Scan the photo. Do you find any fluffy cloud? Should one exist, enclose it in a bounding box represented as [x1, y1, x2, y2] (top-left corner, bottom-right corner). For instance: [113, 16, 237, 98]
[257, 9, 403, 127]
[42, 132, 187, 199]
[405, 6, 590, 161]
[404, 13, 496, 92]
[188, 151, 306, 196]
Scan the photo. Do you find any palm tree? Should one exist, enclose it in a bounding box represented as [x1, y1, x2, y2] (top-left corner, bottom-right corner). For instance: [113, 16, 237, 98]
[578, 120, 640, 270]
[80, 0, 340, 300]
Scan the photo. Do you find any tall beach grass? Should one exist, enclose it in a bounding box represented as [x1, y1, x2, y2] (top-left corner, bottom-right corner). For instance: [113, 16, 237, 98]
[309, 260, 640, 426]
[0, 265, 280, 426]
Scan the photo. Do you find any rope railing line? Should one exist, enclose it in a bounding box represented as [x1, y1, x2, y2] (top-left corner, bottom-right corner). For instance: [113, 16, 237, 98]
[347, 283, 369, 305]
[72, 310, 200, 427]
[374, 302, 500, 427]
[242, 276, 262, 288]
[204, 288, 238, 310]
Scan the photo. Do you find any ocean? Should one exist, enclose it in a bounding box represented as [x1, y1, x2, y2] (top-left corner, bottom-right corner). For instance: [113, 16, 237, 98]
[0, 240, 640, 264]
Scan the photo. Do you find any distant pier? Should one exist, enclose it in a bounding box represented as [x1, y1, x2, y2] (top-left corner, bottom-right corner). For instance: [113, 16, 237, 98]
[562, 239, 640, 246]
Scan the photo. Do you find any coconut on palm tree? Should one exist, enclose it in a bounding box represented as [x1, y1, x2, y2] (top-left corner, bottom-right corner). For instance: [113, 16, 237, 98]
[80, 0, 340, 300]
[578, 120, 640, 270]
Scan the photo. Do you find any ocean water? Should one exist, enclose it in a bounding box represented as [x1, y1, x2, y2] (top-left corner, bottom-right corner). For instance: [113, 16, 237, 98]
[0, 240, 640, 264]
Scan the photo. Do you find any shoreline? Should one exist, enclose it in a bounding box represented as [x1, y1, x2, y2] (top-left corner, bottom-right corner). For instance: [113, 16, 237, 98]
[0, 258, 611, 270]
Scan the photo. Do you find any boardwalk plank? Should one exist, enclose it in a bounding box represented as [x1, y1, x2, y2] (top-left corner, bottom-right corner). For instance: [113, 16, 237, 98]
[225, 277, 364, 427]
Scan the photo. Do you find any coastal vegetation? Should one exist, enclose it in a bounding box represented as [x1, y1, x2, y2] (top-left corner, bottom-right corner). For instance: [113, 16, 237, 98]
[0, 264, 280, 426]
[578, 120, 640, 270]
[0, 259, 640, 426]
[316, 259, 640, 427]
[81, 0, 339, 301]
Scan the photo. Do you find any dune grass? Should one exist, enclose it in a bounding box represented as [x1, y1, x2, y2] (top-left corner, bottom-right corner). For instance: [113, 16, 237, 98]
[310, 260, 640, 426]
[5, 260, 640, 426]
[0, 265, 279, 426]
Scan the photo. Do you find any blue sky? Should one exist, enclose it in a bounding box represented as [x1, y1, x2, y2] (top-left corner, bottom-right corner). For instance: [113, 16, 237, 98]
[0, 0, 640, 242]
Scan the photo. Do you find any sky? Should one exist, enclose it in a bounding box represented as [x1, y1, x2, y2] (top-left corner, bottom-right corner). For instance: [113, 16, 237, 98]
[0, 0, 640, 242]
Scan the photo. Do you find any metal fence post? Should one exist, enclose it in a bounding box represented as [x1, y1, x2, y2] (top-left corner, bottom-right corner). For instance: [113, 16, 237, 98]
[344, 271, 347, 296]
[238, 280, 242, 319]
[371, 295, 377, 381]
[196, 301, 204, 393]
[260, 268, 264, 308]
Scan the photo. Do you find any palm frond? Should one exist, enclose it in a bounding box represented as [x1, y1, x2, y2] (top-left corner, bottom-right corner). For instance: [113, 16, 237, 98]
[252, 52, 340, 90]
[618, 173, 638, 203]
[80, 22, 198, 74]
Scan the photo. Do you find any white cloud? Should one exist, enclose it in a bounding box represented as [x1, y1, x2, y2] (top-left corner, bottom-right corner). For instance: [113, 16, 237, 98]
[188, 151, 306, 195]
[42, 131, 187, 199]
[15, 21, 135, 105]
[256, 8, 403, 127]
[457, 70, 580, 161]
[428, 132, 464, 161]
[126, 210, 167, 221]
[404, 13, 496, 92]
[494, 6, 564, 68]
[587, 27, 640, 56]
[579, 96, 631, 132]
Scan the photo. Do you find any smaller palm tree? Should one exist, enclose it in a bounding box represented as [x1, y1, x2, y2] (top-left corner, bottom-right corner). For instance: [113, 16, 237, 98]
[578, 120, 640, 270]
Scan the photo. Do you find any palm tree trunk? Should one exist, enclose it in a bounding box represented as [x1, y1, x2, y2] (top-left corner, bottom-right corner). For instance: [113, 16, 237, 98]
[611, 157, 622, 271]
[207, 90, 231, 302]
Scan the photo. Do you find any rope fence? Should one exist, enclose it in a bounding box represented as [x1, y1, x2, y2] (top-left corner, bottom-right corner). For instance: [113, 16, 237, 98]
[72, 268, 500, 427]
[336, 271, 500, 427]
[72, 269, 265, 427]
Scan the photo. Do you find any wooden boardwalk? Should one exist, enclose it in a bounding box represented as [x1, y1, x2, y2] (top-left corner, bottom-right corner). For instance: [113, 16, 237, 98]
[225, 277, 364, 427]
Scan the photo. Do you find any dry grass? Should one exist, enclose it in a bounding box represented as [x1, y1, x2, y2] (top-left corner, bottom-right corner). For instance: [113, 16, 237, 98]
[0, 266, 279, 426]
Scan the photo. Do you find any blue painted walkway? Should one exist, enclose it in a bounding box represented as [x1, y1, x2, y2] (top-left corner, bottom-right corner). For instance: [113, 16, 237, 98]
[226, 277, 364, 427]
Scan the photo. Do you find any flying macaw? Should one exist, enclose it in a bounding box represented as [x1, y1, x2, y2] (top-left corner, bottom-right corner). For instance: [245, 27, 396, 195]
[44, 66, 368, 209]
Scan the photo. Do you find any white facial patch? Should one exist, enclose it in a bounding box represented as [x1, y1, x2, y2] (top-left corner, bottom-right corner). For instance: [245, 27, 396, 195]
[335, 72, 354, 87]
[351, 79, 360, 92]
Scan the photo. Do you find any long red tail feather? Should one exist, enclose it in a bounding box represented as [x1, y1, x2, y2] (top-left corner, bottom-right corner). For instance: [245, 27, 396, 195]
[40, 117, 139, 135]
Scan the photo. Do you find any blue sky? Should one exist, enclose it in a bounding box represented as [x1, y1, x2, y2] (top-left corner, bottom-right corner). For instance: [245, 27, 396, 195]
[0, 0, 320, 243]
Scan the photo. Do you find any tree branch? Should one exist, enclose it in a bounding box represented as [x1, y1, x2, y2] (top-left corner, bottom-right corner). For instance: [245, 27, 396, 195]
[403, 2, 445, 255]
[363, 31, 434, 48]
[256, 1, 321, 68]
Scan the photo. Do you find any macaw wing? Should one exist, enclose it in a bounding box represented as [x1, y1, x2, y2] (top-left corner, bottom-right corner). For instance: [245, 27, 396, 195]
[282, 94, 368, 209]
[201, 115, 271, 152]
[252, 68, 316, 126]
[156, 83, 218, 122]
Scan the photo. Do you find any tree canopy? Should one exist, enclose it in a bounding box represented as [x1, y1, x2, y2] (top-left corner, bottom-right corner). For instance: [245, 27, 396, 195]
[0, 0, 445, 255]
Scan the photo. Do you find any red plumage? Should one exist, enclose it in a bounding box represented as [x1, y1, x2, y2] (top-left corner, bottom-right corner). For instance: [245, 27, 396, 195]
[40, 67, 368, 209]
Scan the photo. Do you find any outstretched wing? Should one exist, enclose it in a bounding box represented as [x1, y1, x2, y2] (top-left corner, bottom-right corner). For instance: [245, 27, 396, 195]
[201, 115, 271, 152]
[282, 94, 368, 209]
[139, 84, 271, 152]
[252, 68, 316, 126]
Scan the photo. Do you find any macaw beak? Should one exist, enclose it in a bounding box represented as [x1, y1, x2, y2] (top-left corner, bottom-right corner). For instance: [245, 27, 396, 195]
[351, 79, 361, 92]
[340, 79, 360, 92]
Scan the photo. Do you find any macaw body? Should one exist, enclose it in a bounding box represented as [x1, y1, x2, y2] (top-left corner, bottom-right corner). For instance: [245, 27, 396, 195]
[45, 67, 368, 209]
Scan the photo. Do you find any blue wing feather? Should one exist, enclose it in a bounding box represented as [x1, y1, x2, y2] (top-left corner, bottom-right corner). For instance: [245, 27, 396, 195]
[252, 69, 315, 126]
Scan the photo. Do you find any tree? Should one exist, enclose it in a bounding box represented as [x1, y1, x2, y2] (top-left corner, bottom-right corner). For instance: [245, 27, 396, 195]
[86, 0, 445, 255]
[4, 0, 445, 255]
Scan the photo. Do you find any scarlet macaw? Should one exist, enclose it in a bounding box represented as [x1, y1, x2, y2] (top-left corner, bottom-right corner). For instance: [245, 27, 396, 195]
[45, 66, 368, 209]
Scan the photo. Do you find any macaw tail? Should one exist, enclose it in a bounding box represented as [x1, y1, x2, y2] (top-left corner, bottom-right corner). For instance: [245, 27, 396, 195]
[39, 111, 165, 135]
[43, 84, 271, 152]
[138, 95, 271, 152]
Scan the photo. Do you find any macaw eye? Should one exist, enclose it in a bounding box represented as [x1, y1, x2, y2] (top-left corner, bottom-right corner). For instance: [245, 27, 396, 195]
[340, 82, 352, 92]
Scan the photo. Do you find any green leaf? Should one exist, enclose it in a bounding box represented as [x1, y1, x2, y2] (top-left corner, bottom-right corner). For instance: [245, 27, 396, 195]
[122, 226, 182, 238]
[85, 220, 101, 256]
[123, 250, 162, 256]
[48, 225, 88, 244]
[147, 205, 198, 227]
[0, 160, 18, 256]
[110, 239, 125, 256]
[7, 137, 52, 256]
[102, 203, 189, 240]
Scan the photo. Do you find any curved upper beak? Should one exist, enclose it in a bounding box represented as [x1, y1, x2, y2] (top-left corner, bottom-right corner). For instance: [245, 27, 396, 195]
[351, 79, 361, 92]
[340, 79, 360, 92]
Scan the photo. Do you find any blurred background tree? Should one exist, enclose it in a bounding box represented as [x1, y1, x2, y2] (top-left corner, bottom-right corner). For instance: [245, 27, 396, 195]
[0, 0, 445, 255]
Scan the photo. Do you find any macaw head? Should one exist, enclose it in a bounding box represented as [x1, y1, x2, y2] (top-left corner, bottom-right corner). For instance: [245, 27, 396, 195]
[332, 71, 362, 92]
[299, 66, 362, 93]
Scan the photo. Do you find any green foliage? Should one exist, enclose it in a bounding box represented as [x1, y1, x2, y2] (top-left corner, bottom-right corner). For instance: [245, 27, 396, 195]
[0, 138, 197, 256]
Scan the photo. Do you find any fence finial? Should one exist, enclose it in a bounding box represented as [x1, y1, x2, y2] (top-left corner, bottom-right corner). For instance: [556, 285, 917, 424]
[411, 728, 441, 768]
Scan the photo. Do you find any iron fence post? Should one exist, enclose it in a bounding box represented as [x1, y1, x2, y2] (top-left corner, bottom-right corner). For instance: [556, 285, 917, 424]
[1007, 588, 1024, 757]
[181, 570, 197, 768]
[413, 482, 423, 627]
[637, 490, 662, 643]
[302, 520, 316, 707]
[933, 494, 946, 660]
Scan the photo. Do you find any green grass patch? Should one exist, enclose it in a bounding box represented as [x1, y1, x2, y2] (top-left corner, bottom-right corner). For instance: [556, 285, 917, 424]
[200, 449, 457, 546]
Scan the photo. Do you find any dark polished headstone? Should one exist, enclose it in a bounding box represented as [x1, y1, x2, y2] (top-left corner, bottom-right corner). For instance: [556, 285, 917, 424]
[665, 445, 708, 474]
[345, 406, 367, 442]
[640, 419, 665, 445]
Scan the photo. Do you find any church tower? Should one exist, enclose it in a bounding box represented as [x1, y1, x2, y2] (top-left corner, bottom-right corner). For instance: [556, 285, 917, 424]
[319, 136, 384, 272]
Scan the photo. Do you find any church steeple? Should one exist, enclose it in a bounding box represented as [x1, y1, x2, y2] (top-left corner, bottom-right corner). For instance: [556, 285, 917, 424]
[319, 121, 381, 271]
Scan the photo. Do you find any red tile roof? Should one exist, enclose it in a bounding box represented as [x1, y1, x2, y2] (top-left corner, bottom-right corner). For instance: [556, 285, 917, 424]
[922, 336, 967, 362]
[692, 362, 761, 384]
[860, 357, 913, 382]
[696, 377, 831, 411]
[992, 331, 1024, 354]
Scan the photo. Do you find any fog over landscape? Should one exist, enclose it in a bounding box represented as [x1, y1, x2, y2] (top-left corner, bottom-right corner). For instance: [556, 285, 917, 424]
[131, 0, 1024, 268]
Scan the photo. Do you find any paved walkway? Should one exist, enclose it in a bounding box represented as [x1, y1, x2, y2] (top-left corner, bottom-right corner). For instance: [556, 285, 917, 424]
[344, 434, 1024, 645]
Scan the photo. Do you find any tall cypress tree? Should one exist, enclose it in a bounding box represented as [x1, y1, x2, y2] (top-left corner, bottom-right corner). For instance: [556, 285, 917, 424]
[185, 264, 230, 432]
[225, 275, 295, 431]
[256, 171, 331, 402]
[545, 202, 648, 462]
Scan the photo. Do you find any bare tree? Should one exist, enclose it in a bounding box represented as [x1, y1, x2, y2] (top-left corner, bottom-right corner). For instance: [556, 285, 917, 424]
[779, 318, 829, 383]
++++++++
_What you should do_:
Pull out the lines from the entries above, starting with the line that contains "Scan the photo. Do you find any scarlet" and going on through the line that contains "[45, 66, 368, 209]", both included. Copy them word for word and give nothing else.

_Exercise output_:
Scan the photo. Do you find any scarlet macaw? Should one exist, enclose it in a bounding box represented as [x1, y1, x2, y2] (top-left corner, bottom-right corner). For instance: [245, 27, 396, 195]
[45, 66, 368, 209]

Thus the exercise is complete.